-- Data supplied --
================

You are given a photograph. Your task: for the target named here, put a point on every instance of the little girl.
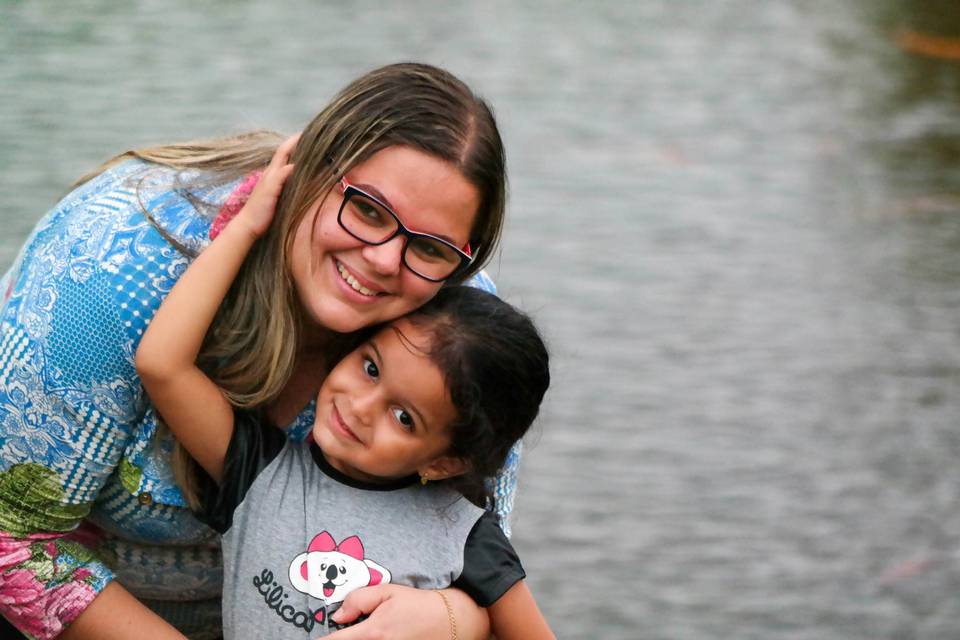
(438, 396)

================

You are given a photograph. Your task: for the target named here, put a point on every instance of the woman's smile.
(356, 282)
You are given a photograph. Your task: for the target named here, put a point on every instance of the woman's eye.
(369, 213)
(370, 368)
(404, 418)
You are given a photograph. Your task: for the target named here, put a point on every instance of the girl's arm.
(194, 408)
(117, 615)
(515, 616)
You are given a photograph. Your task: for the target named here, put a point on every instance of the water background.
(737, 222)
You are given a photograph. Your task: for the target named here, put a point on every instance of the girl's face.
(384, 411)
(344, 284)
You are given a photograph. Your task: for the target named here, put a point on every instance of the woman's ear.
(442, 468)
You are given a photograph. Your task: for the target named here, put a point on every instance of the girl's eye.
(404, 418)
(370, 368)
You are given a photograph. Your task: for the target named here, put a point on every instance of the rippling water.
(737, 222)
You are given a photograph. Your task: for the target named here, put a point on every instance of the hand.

================

-- Exercise requirements --
Return the lines starting with the line that contains "the girl's eye." and going on through the line that contains "of the hand.", reproducing them exactly.

-- Answer to the task --
You are given a photograph. Your task: for the target named here, put a point on every instance of the girl's eye.
(404, 418)
(370, 368)
You are given a photograph. Your task: for the target named here, put a point on every instance of the rippling water.
(737, 222)
You are given a photograph. Your task: for the target named here, put a point on every instance of the hand.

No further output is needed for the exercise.